*Supplied text:*
Quilt Documentation Project

On Thursday, October 10th, the RHS was delighted to participate in the Mass Quilt Documentation Project. 

According to their website:  “Since its establishment in 1994, the Massachusetts Quilt Documentation Project has documented over 6,000 quilts originating or currently owned in this state.  Dozens of historical Societies and hundreds of private owners have been served.

“MassQuilts encourages the study and preservation of quilts and demonstrates that these textiles convey important insights about the lives of Massachusetts women from the colonial period to the present.”

Documented quilt owners receive:
–       A copy of the documentation report including an approximate date, description of the fabrics, construction and patterns.
–       A photograph of the quilt
–       A special label to attach to the quilt signifying its inclusion in the documentation project
–       Instructions on the care of Antique Quilts

The ladies of the Documentation Project were very enthusiastic about the quilts we brought them, especially the Album Quilt that has hung on the quilt rack in the old kitchen for many years.  The Society, in the form of Shirley Todd, provided lunch for the Quilt Ladies and everyone had a lovely time hearing how passionate they are about the quilts they document.  By the end of the day, they had inspected over a dozen quilts owned by the Society – they even hitched a ride back to the house to assess the quilts still actually on the beds!

The painstakingly thorough process was fascinating to watch and the depth of knowledge and passion for their subject that these women possessed was impressive.

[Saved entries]
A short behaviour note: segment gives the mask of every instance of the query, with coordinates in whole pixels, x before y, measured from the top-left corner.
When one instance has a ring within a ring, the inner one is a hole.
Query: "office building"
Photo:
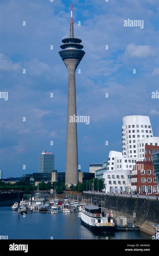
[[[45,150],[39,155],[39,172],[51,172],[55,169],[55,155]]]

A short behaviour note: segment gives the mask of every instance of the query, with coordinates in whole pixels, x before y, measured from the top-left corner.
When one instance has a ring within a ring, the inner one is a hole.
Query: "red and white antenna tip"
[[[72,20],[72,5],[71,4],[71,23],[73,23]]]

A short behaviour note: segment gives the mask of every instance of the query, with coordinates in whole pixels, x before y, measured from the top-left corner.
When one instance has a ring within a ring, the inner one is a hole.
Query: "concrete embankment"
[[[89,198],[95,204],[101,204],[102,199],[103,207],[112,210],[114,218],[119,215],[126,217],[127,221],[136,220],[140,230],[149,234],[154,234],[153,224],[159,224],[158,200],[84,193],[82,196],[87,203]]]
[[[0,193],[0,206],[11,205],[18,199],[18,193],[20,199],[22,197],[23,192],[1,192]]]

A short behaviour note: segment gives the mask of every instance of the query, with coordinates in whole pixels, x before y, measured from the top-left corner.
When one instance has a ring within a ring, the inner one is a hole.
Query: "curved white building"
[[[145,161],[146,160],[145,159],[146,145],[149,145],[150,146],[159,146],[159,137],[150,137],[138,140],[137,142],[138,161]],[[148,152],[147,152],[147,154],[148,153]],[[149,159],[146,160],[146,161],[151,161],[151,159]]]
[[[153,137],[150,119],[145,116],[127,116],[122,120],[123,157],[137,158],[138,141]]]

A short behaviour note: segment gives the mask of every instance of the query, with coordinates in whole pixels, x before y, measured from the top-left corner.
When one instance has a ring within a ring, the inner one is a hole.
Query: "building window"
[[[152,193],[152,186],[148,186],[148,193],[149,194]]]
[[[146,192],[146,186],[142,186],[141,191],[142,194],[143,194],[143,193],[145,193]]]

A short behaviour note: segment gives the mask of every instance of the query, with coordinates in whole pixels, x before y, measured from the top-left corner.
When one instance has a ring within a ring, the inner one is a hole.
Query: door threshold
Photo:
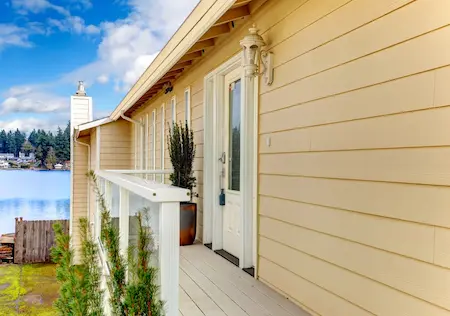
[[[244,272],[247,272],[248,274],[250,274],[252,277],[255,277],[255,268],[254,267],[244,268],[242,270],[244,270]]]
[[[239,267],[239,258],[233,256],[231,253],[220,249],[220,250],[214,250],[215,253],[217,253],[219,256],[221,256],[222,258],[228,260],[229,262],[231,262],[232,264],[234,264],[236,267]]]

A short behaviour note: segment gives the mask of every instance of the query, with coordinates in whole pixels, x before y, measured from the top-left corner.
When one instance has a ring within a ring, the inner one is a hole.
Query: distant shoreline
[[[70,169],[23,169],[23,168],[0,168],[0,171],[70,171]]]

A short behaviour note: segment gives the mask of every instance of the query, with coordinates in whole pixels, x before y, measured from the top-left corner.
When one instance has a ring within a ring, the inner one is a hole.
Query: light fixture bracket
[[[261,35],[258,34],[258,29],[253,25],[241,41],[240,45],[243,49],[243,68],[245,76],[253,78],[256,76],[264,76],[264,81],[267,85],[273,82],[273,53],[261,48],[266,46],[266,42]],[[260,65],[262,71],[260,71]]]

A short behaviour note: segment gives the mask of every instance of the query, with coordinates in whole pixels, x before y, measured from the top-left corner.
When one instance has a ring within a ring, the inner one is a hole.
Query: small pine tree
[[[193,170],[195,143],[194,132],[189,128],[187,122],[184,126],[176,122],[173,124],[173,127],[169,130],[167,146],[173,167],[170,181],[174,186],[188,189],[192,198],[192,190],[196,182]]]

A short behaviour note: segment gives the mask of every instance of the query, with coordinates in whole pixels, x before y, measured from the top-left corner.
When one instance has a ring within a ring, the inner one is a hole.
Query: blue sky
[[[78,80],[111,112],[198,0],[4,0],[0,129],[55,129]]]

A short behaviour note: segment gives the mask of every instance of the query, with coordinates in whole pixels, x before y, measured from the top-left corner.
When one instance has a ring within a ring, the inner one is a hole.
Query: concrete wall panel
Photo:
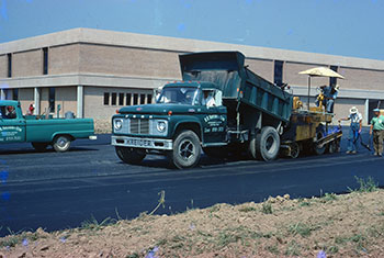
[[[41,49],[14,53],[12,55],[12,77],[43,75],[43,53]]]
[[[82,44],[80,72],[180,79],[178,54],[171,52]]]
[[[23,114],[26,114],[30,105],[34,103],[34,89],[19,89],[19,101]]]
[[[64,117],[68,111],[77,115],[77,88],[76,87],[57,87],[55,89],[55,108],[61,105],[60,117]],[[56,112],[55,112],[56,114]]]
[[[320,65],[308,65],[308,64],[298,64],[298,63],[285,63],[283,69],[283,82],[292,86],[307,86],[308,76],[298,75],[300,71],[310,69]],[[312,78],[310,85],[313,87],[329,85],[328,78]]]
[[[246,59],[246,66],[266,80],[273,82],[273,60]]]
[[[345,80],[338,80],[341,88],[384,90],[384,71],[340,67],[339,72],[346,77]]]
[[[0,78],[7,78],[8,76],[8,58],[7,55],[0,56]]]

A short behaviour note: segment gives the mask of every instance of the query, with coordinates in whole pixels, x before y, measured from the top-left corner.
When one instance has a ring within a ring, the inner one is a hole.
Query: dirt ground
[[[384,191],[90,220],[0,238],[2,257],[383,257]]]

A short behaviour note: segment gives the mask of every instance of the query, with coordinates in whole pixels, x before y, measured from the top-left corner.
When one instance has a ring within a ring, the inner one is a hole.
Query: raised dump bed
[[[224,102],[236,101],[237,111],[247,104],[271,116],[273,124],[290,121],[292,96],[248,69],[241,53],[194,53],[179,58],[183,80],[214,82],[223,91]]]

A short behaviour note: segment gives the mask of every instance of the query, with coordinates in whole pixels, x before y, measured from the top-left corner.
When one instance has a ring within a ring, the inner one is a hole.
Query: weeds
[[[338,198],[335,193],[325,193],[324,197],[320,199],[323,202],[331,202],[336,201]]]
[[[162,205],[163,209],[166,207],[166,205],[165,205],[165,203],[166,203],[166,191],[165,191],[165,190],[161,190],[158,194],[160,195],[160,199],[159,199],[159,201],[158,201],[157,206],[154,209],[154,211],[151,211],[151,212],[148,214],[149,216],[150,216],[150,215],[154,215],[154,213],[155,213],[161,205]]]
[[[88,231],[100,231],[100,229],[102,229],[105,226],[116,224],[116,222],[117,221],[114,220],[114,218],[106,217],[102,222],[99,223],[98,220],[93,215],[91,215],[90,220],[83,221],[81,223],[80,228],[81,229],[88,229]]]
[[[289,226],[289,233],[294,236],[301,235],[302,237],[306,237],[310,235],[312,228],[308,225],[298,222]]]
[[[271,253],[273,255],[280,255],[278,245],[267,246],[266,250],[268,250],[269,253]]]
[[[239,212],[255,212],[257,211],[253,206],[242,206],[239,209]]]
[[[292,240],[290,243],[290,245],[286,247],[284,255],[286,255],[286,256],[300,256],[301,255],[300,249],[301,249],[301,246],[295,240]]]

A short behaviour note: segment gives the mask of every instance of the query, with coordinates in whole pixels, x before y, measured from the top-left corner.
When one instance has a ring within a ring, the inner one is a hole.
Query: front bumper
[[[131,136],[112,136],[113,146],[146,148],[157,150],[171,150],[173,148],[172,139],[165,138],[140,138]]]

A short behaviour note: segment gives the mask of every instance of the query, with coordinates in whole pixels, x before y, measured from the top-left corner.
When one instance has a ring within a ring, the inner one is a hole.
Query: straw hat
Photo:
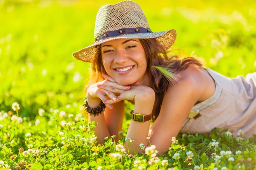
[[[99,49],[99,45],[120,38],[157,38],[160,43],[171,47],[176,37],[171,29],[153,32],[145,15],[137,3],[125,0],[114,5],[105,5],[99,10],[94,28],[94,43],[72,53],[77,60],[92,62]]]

*Job 1:*
Summarize the account of the quilt documentation project above in two sentences.
*Job 2:*
Pick up the account of the quilt documentation project above and keep writing from its last sentence.

*Written reply 1:*
On Thursday, October 10th, the RHS took part in the Massachusetts Quilt Documentation Project, which has documented over 6,000 quilts since 1994 and gives owners a documentation report, a photograph, a special label and care instructions. The project's documenters inspected over a dozen of the Society's quilts, including ones still on the beds at the house, and their thorough process, knowledge and passion impressed the Society.

*Written reply 2:*
At the end of the day, as promised, we had all the promised documentation for each of our quilts and a primer on the care and preservation of antique quilts:

Displaying your Quilt:

  1. Display your quilts out of direct sunlight and bright indoor lighting – also away from kids, pets and other critters.
  2. Wall or standing quilt racks work well for displaying large quilts – however, quilts should not be in direct contact with wood, use acid free tissue paper or clean cotton sheets as a buffer.
  3. Muslins sleeves can be hand sewn to the back of a quilt for wall hanging.

Cleaning your Quilt:

  1. Clean your quilt with a very gentle vacuuming through a flexible plastic screen – or nylon stocking.

Storing your Quilt:

  1. Store in an acid free box with acid free paper or folded into a clean cotton sheet
  2. Do not stack
  3. Do not store in plastic bags or other air tight containers.
  4. Store in dry area away from extreme temperatures – not the attic or the basement!
  5. Quilts should be unfolded and refolded in a different orientation every three to six months.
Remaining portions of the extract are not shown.